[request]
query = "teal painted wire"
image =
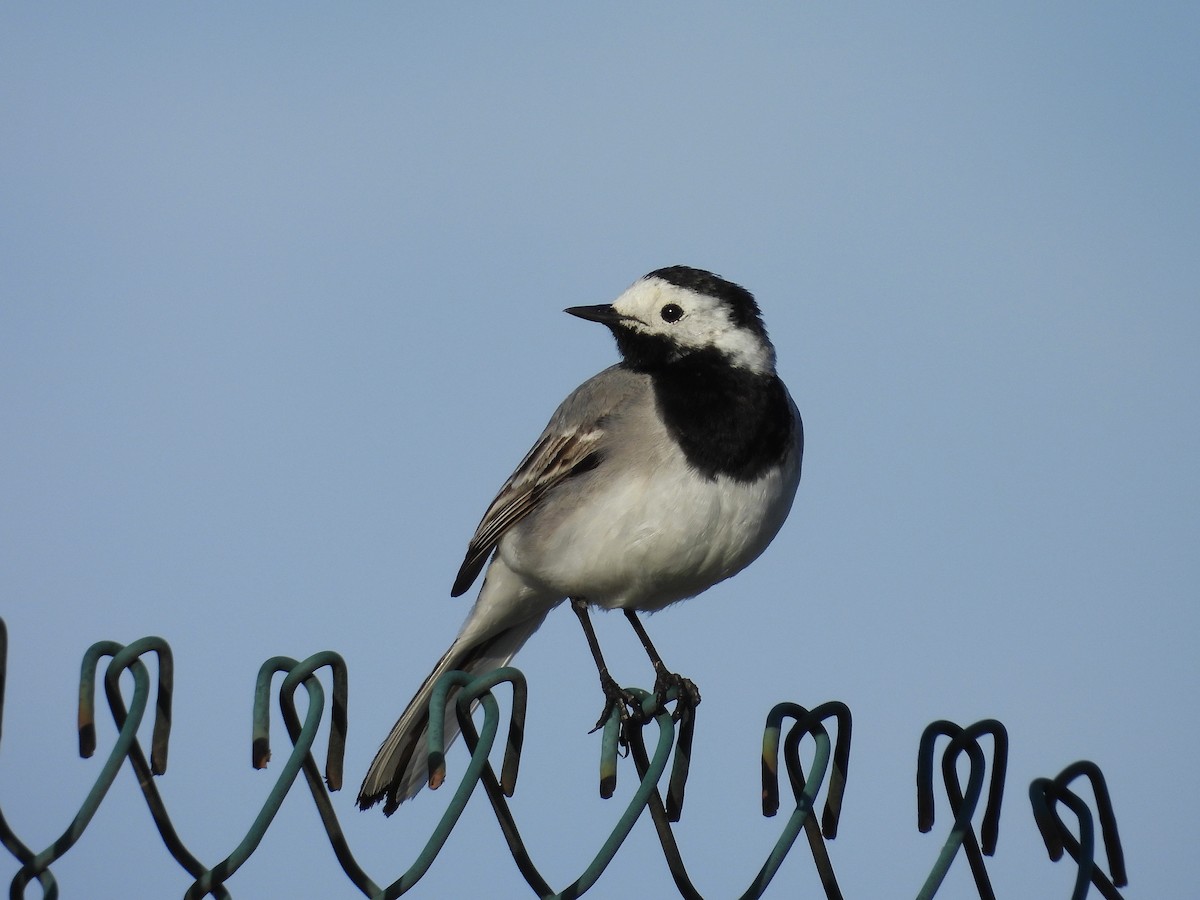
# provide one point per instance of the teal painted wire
(210, 880)
(108, 773)
(804, 804)
(961, 822)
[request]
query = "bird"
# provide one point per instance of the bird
(653, 480)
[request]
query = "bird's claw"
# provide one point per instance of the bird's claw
(617, 699)
(687, 693)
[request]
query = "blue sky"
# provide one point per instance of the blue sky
(280, 310)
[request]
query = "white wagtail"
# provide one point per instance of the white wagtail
(653, 480)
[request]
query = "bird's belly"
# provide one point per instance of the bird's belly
(647, 543)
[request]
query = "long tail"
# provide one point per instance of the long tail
(399, 771)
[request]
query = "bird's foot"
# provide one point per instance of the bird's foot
(617, 699)
(687, 693)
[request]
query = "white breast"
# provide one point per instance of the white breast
(646, 535)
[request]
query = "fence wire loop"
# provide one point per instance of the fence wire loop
(789, 729)
(1044, 796)
(963, 803)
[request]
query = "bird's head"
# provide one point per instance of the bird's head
(677, 312)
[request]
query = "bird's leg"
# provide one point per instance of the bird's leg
(615, 696)
(688, 691)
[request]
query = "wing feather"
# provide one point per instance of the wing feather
(557, 456)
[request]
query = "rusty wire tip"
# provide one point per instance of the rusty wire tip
(437, 769)
(259, 753)
(87, 739)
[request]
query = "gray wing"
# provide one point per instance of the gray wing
(573, 443)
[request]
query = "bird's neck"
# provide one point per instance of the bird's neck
(727, 420)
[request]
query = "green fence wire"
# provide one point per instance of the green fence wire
(789, 725)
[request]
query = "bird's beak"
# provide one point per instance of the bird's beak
(604, 313)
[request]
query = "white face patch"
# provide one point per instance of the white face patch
(651, 305)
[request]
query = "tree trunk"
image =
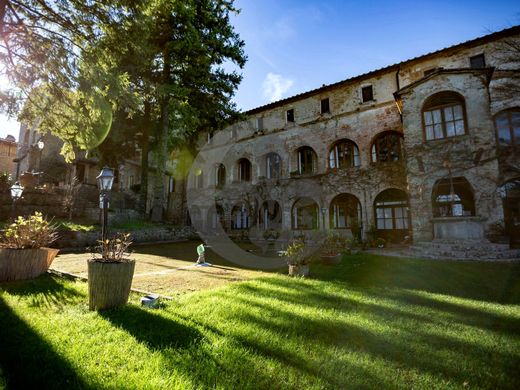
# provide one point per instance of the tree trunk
(161, 155)
(145, 149)
(161, 147)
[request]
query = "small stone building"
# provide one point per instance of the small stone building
(426, 148)
(7, 154)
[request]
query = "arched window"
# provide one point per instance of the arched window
(344, 154)
(240, 217)
(270, 215)
(345, 211)
(220, 176)
(508, 127)
(453, 197)
(305, 214)
(387, 147)
(216, 216)
(273, 165)
(199, 179)
(391, 211)
(444, 116)
(306, 160)
(510, 194)
(194, 217)
(244, 170)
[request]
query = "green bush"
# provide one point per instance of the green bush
(31, 232)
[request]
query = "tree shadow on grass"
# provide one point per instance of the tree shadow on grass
(406, 341)
(30, 362)
(485, 281)
(154, 330)
(44, 291)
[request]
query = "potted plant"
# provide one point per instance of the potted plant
(110, 273)
(297, 258)
(23, 248)
(332, 248)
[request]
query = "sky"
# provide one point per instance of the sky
(294, 46)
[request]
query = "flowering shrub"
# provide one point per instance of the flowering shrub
(334, 244)
(297, 253)
(5, 181)
(29, 233)
(113, 250)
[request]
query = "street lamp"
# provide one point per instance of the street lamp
(105, 180)
(40, 145)
(16, 193)
(324, 213)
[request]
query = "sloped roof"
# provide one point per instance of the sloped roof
(473, 42)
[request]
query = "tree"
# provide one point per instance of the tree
(176, 65)
(48, 52)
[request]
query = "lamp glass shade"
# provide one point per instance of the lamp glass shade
(16, 191)
(105, 179)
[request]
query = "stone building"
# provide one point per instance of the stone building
(7, 154)
(426, 148)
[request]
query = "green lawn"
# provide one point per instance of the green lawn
(372, 322)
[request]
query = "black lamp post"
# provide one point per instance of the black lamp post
(105, 180)
(40, 145)
(16, 193)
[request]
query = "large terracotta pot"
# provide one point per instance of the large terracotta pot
(299, 270)
(21, 264)
(109, 283)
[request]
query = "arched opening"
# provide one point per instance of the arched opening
(270, 215)
(344, 154)
(392, 214)
(220, 176)
(240, 217)
(387, 147)
(273, 166)
(510, 194)
(307, 160)
(194, 217)
(244, 170)
(345, 212)
(444, 116)
(305, 214)
(507, 124)
(217, 217)
(453, 197)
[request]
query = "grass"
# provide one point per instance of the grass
(372, 322)
(80, 226)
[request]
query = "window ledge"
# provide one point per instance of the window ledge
(457, 219)
(455, 137)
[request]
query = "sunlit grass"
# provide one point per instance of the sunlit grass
(372, 322)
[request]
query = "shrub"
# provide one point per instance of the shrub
(113, 250)
(29, 233)
(334, 244)
(297, 253)
(271, 234)
(380, 242)
(5, 181)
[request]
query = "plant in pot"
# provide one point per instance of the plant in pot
(332, 248)
(23, 248)
(297, 258)
(110, 273)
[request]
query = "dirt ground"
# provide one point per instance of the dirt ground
(167, 269)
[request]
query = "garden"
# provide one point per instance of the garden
(366, 321)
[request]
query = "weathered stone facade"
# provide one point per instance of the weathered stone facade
(370, 139)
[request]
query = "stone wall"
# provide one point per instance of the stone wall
(399, 92)
(69, 239)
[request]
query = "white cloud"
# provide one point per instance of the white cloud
(275, 86)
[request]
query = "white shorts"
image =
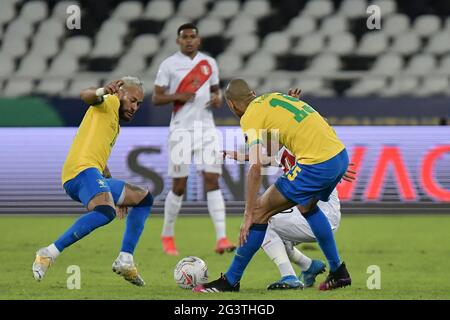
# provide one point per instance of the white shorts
(187, 147)
(293, 227)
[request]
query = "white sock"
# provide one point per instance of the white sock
(274, 248)
(126, 257)
(172, 207)
(53, 250)
(216, 208)
(298, 258)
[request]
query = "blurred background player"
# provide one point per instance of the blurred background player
(86, 178)
(189, 80)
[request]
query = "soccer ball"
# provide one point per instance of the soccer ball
(190, 271)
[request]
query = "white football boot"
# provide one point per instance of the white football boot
(43, 261)
(125, 267)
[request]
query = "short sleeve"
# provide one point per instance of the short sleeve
(162, 77)
(214, 80)
(253, 129)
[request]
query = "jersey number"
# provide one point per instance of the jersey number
(299, 113)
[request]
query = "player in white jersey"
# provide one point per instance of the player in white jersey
(189, 80)
(290, 228)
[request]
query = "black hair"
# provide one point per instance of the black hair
(187, 26)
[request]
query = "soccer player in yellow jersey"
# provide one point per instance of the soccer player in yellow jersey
(321, 163)
(86, 178)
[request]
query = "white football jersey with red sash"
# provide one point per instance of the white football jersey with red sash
(180, 73)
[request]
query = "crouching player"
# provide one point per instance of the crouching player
(86, 178)
(289, 228)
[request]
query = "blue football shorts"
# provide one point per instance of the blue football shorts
(303, 183)
(90, 182)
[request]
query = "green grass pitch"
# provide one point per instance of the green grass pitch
(412, 252)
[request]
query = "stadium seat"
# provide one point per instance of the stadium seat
(256, 8)
(280, 84)
(229, 64)
(51, 28)
(145, 45)
(79, 84)
(439, 43)
(60, 10)
(399, 86)
(53, 87)
(64, 65)
(342, 43)
(427, 25)
(421, 64)
(261, 62)
(192, 9)
(387, 7)
(406, 44)
(433, 85)
(276, 43)
(353, 8)
(225, 9)
(7, 13)
(300, 26)
(44, 46)
(34, 11)
(107, 46)
(130, 64)
(127, 11)
(171, 26)
(324, 64)
(333, 25)
(396, 24)
(14, 47)
(372, 44)
(210, 26)
(313, 86)
(366, 87)
(318, 8)
(241, 25)
(444, 66)
(19, 29)
(7, 65)
(18, 87)
(159, 10)
(387, 65)
(310, 44)
(78, 46)
(244, 44)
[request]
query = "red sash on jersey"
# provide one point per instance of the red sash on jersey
(193, 81)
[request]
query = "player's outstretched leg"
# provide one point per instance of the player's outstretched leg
(339, 276)
(124, 264)
(276, 251)
(45, 257)
(230, 280)
(310, 268)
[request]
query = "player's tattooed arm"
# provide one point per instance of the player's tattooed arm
(93, 96)
(160, 97)
(107, 173)
(254, 180)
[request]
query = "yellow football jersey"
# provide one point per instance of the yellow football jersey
(300, 128)
(94, 139)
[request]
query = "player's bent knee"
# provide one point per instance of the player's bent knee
(310, 212)
(147, 201)
(108, 211)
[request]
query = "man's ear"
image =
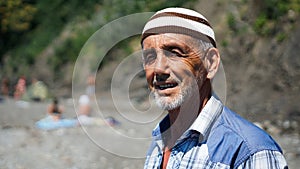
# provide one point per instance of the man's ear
(212, 60)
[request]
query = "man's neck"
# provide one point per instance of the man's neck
(183, 117)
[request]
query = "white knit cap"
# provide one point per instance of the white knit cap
(179, 20)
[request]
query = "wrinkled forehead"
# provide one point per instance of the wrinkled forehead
(170, 39)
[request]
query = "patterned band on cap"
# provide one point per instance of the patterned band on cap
(179, 20)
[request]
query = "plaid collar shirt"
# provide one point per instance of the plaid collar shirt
(191, 150)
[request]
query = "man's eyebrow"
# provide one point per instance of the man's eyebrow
(150, 50)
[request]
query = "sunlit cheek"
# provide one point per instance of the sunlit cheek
(149, 76)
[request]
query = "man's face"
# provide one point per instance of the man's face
(173, 67)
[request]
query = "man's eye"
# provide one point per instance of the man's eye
(149, 57)
(174, 53)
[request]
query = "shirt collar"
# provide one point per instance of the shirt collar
(202, 124)
(207, 117)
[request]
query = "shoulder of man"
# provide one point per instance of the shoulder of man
(233, 139)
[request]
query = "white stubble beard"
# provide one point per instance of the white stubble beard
(167, 103)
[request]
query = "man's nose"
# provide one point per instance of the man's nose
(161, 68)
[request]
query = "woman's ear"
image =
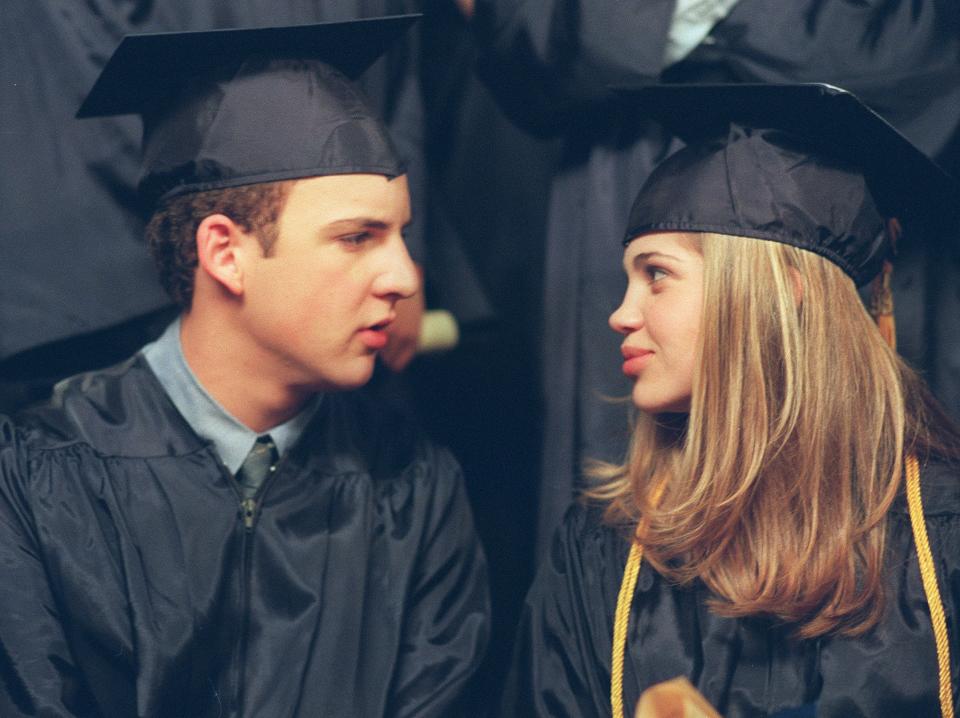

Task objective: Exactly the lines from the line with "# provide one point per instance of the patterned" through the end of the data are to be reproduced, and no picture is to be included.

Response to this task:
# provide one point per instance of the patterned band on cap
(179, 20)
[request]
query = "plaid collar shirt"
# provide one point per instance of the plaid collar shirt
(191, 150)
[request]
query = "man's eyebrow"
# provide one point per instance of the man's eyebrow
(150, 50)
[request]
query = "sunlit cheek"
# provide one point per instance of the sunlit cheek
(149, 76)
[request]
query = "man's face"
# provide one point per instance of the man's face
(173, 67)
[request]
query = "man's eye"
# provide one point per instance of the man's eye
(149, 57)
(174, 53)
[request]
query = "shirt collar"
# provide one point per instance of the shirt collar
(202, 124)
(207, 117)
[request]
query = "shoulder of man"
# provide one point per instance of the shoulder of man
(233, 139)
[request]
query = "white stubble beard"
# provide one point per instance of the white stubble beard
(167, 103)
[request]
query = "man's nose"
# provide one point per instance of the man's nose
(161, 68)
[request]
query = "woman's ear"
image =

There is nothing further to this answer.